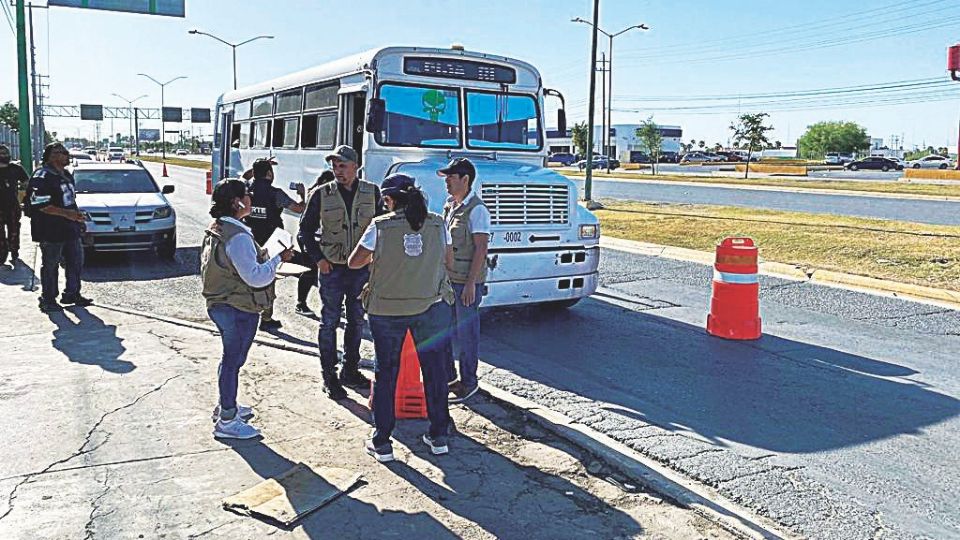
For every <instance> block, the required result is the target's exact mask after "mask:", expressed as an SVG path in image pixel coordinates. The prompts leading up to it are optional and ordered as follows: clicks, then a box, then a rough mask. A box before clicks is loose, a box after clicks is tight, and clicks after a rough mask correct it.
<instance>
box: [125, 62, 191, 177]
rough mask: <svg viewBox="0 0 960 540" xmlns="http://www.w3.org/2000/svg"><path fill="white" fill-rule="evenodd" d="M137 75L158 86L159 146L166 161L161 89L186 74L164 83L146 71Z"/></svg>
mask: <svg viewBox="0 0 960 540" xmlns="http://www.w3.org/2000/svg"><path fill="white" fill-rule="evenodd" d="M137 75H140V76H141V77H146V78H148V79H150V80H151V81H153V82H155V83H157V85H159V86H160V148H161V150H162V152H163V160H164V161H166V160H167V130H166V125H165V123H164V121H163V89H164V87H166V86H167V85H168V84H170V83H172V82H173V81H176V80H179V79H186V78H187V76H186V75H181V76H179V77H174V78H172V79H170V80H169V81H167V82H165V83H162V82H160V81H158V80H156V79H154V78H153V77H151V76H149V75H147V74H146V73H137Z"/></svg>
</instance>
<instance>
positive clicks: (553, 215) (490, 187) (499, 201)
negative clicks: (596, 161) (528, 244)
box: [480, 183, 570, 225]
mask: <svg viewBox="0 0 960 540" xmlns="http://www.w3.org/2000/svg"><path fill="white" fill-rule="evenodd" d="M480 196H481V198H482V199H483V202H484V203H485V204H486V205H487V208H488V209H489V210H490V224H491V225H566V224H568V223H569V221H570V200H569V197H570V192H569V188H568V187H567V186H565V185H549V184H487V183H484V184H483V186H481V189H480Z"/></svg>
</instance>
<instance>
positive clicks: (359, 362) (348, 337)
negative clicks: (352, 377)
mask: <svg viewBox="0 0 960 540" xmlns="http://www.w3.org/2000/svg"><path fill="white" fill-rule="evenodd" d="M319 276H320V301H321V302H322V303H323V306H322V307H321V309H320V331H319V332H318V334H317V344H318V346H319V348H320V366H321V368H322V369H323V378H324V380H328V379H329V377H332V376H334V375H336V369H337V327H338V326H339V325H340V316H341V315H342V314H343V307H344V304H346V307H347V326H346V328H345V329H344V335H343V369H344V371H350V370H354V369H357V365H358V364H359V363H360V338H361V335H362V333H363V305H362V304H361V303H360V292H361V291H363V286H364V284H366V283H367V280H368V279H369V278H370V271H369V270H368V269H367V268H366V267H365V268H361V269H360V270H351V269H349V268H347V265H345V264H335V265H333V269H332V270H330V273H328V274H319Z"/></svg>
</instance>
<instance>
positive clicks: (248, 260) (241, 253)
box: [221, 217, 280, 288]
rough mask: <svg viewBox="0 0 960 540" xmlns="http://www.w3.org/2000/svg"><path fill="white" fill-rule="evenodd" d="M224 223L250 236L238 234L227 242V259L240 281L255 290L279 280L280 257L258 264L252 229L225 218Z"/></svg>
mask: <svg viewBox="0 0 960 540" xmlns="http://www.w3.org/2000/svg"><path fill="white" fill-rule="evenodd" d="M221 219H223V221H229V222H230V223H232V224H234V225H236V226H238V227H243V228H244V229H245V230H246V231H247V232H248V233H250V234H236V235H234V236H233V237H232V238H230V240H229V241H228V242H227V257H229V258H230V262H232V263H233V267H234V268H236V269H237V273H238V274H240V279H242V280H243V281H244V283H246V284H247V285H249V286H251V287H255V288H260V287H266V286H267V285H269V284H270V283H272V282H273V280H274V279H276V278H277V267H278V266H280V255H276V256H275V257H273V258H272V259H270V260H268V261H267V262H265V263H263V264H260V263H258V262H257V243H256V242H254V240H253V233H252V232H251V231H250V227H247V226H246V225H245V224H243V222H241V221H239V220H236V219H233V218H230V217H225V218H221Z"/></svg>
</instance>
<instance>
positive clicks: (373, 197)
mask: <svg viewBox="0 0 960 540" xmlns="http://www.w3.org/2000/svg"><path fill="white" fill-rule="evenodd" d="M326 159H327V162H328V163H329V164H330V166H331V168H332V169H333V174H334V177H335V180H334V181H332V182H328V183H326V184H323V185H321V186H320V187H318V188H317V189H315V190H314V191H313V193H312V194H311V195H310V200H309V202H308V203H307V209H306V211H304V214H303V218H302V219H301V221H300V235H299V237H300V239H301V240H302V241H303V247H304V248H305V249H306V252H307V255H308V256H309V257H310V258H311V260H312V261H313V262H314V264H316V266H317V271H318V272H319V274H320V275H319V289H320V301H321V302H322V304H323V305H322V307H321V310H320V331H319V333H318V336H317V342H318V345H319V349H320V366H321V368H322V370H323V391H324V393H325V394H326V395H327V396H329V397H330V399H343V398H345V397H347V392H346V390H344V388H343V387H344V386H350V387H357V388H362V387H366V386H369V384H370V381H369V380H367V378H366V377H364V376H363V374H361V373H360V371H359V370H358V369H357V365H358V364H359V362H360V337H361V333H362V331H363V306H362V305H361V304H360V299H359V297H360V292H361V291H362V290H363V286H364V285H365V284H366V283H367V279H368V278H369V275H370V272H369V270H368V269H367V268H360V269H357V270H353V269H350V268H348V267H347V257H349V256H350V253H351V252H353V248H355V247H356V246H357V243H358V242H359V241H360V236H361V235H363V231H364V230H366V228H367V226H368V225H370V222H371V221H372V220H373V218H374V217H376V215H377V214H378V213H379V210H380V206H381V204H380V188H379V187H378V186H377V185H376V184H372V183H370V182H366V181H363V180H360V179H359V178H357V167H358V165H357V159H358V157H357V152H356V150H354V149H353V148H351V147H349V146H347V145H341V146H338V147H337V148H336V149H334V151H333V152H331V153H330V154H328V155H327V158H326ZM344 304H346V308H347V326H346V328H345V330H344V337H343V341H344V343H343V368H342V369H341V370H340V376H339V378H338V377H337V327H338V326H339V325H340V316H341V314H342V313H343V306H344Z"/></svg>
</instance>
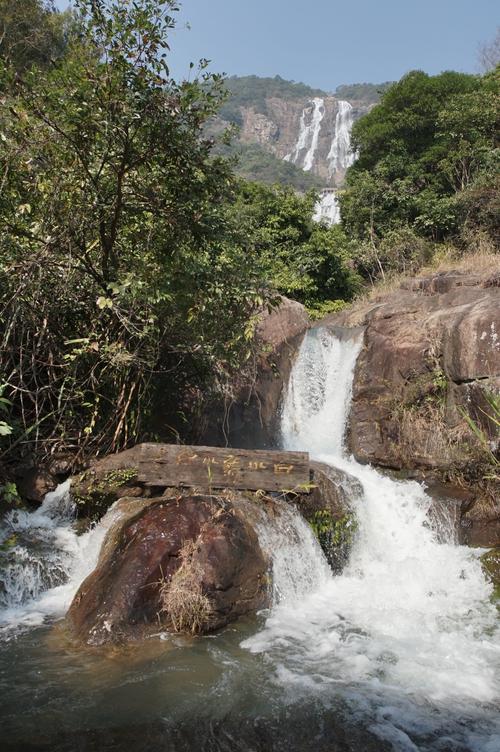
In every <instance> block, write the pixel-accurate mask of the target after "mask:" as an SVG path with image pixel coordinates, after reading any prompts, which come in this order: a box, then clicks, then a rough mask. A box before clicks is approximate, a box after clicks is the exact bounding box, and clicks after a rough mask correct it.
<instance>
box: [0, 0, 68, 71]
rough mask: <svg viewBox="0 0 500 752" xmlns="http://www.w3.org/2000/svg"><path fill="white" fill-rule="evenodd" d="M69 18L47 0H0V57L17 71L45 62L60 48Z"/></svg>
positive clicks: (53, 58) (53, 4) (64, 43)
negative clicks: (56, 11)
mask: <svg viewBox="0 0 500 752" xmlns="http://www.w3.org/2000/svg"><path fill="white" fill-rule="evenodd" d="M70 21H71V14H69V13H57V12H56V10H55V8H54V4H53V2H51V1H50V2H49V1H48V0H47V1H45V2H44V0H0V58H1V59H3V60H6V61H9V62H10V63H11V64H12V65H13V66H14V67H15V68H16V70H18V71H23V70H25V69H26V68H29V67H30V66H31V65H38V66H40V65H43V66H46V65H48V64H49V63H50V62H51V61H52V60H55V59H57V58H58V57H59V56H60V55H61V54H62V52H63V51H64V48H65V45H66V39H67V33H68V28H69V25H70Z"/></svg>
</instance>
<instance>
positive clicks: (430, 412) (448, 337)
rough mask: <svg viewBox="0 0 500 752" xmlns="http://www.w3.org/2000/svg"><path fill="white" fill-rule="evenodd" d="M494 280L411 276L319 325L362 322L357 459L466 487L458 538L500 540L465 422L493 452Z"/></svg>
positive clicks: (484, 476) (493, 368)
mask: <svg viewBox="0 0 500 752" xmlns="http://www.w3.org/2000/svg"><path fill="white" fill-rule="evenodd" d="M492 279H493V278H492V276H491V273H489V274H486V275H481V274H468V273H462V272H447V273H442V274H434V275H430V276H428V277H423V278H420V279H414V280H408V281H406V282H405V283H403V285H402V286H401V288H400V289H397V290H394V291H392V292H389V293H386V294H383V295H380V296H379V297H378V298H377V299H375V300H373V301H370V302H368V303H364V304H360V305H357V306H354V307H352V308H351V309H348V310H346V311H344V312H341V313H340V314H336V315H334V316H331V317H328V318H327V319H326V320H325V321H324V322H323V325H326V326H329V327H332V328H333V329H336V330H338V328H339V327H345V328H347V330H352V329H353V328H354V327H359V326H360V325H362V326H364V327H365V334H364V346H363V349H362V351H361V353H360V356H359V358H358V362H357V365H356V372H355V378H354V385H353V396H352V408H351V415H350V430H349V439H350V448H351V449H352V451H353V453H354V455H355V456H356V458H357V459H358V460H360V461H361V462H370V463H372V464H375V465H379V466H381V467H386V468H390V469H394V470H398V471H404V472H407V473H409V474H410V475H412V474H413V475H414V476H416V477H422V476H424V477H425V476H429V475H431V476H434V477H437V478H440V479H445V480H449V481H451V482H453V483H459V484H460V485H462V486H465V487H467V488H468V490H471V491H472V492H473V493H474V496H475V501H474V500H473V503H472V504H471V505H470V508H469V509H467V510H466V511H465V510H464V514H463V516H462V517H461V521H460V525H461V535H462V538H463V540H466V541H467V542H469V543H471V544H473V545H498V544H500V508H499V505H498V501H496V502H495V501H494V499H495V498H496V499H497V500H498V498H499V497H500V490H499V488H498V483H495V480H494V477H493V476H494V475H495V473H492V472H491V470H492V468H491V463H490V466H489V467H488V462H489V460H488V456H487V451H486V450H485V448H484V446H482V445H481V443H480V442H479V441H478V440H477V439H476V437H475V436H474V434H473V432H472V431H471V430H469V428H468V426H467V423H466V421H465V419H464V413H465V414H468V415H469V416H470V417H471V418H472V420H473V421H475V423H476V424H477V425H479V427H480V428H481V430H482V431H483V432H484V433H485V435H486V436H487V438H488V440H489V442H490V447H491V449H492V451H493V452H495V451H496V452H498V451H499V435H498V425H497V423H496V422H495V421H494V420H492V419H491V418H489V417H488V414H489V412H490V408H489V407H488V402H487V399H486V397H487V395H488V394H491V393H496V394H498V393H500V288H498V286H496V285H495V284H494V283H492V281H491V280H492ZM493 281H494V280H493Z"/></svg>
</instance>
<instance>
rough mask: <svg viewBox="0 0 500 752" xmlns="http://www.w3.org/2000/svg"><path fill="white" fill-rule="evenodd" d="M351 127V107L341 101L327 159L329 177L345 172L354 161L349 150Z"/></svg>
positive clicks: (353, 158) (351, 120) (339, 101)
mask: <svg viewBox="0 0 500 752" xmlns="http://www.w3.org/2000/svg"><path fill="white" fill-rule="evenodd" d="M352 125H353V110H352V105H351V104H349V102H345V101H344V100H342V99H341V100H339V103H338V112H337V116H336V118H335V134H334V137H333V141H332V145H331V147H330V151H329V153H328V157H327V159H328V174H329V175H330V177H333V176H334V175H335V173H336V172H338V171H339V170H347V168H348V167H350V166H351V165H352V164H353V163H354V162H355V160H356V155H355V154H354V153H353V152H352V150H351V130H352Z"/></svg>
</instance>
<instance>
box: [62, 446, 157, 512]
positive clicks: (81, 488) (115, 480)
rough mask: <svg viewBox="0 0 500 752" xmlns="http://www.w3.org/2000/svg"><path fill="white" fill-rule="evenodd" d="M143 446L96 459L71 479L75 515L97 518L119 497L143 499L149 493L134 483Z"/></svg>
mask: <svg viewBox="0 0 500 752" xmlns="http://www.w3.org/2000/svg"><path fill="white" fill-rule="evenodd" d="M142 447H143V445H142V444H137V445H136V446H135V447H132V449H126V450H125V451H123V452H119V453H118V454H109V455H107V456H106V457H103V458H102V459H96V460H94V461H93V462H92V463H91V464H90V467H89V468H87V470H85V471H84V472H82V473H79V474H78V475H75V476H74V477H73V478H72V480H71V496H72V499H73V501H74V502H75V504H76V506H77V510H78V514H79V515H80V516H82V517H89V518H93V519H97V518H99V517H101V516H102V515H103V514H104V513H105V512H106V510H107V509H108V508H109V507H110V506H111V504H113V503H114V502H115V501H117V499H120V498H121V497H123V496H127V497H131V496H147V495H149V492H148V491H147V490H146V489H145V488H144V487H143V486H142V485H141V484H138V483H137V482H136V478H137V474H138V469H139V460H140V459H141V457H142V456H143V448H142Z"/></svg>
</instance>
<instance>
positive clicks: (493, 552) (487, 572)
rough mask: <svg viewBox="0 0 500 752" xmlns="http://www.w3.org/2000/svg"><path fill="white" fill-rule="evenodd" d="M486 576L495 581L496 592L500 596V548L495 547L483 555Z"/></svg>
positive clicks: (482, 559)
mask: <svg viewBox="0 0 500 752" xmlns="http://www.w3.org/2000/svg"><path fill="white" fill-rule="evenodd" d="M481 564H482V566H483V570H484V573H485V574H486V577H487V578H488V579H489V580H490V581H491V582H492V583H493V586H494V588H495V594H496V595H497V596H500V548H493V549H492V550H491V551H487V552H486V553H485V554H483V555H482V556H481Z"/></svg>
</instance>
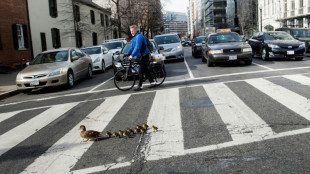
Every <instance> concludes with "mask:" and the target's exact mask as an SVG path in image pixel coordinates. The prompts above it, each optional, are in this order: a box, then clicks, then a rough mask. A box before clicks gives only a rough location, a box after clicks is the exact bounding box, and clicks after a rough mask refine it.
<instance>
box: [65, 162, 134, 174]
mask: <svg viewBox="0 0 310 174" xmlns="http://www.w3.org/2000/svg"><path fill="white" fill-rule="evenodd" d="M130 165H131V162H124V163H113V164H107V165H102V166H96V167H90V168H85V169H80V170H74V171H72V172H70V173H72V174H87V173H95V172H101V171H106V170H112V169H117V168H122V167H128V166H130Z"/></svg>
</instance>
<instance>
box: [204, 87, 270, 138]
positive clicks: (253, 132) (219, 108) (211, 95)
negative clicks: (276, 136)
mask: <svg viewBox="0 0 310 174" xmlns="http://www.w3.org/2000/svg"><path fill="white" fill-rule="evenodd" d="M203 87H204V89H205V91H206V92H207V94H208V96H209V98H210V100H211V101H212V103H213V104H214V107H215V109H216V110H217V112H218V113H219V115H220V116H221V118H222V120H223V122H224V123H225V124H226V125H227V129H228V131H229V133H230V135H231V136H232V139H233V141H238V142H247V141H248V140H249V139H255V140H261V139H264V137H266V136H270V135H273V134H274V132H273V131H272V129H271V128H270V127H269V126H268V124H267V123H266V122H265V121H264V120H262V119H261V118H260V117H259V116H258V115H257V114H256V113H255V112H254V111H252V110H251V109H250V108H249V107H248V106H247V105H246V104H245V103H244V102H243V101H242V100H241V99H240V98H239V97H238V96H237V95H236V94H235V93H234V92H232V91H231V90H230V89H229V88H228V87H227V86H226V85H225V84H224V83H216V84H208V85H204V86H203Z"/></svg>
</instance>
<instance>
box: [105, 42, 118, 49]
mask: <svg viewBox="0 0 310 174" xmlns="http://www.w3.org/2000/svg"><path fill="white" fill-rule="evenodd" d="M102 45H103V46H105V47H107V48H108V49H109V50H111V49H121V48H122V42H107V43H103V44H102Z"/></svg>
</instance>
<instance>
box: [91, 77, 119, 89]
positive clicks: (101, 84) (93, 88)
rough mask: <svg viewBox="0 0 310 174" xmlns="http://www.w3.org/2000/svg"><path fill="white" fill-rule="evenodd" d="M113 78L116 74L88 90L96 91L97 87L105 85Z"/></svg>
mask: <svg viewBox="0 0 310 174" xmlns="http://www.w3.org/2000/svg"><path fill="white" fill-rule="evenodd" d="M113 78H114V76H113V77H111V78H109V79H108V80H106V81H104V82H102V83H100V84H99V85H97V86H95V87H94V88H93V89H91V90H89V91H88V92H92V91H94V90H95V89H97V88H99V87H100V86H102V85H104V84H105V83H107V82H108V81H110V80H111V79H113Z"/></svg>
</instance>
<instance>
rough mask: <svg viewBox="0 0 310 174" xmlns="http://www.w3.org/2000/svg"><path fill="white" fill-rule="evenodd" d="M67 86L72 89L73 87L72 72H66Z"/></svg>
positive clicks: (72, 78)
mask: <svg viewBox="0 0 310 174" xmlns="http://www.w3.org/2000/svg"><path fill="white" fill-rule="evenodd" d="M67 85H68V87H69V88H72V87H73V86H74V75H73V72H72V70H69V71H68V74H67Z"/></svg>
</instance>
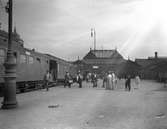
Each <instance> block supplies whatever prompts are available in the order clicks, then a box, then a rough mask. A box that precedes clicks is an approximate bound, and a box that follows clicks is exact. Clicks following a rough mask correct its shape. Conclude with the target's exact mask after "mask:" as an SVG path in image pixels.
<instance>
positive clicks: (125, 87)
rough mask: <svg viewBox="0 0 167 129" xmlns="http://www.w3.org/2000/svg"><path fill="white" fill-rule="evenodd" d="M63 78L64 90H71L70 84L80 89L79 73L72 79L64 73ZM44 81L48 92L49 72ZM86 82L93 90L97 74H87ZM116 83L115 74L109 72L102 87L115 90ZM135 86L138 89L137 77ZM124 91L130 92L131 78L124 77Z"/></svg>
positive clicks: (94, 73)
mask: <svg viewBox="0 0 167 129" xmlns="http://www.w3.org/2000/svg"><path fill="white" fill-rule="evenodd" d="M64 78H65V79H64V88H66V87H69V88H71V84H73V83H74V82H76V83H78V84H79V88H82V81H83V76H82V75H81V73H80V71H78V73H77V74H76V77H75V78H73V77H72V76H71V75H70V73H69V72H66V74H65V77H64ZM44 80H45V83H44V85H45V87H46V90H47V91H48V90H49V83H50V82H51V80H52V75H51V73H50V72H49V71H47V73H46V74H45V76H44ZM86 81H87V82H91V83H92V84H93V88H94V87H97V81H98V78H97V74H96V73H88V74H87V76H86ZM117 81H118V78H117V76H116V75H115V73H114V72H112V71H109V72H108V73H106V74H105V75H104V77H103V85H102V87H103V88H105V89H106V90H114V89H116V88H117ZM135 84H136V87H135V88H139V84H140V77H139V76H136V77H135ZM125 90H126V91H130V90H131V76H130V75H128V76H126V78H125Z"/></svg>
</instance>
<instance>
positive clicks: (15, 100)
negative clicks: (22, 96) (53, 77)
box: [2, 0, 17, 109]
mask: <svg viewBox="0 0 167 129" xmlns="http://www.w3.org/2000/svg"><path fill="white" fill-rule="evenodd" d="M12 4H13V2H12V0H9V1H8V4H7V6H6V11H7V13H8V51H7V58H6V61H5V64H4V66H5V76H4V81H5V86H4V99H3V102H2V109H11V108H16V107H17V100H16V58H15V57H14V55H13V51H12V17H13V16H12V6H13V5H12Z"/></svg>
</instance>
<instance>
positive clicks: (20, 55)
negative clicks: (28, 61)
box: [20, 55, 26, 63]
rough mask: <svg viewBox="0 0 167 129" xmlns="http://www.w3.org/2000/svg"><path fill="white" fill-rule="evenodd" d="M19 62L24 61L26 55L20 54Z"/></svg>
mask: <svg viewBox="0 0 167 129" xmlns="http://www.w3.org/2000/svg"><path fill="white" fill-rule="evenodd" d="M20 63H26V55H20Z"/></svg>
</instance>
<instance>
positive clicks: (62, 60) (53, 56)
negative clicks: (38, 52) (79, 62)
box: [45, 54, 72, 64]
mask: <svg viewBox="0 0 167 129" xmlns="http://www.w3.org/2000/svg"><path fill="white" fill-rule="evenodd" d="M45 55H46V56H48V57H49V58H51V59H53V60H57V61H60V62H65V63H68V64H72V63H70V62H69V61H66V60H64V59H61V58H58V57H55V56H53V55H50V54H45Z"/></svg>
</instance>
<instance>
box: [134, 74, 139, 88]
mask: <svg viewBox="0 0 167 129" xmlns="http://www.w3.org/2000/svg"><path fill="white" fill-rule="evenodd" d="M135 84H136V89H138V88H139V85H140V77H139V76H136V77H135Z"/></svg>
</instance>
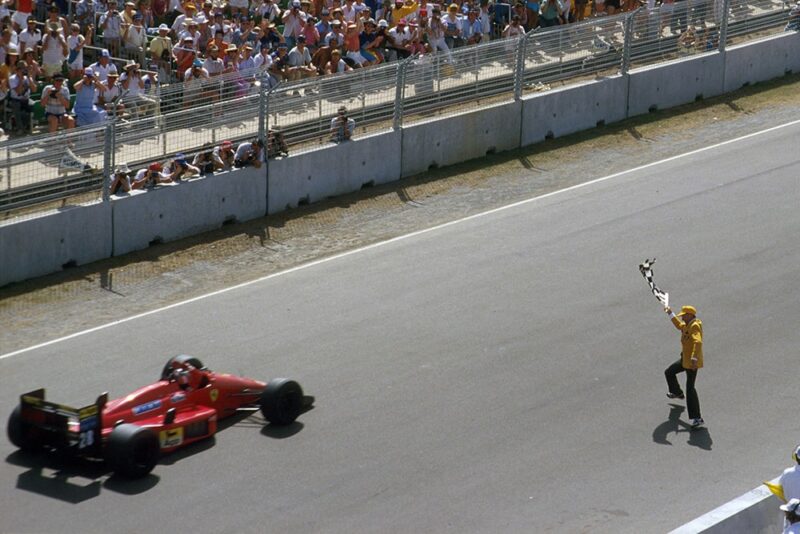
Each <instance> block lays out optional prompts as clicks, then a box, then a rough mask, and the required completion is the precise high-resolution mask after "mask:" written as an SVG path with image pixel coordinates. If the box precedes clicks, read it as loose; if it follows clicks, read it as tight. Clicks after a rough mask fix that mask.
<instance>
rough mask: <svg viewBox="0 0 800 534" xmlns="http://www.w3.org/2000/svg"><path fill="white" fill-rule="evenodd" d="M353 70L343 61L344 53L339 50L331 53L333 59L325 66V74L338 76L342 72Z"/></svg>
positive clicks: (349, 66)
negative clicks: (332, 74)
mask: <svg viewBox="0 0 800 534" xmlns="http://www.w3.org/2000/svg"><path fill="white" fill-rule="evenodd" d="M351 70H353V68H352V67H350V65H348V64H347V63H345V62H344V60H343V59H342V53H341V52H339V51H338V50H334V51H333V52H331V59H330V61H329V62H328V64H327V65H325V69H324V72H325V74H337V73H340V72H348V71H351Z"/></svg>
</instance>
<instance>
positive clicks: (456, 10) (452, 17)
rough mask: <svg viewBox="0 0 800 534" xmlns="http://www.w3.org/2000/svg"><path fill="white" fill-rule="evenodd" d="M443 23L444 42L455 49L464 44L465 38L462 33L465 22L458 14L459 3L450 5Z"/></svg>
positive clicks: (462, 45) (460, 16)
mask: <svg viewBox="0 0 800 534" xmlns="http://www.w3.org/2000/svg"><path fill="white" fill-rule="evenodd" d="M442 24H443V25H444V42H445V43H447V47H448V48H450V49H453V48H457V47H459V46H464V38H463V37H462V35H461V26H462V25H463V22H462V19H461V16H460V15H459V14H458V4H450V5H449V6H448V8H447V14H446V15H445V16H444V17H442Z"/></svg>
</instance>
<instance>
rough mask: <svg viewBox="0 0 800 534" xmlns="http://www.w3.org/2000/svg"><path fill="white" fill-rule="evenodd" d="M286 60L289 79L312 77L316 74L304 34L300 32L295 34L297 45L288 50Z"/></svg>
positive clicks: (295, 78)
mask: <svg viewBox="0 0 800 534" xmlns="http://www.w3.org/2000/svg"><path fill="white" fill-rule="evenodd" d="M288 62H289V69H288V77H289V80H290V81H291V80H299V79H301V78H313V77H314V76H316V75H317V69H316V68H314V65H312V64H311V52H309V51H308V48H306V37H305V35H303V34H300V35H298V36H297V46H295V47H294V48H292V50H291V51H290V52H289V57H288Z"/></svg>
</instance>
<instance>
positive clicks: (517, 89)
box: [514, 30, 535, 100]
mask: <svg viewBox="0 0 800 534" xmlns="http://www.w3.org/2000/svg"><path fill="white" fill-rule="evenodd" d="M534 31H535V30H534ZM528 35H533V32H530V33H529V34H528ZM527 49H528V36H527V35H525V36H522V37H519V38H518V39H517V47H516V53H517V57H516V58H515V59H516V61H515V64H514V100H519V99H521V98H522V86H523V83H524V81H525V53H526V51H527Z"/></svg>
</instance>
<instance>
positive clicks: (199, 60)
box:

★ ★ ★

:: Aim of the task ::
Starting with the first line of the data, transcribe every line exactly through the one containing "box: [125, 62, 191, 177]". No pictures go in.

:: Reply ::
For every <instance> block, the required result is the target's exact mask after "mask:", expressed as an SVG path in image pixel coordinates. The prompts leading up to it are optional and ordered as follows: clicks, then a box, then a rough mask. A box before clicks is loose, a box after clicks is tight, and clicks after a rough mask correct it.
<instance>
box: [125, 62, 191, 177]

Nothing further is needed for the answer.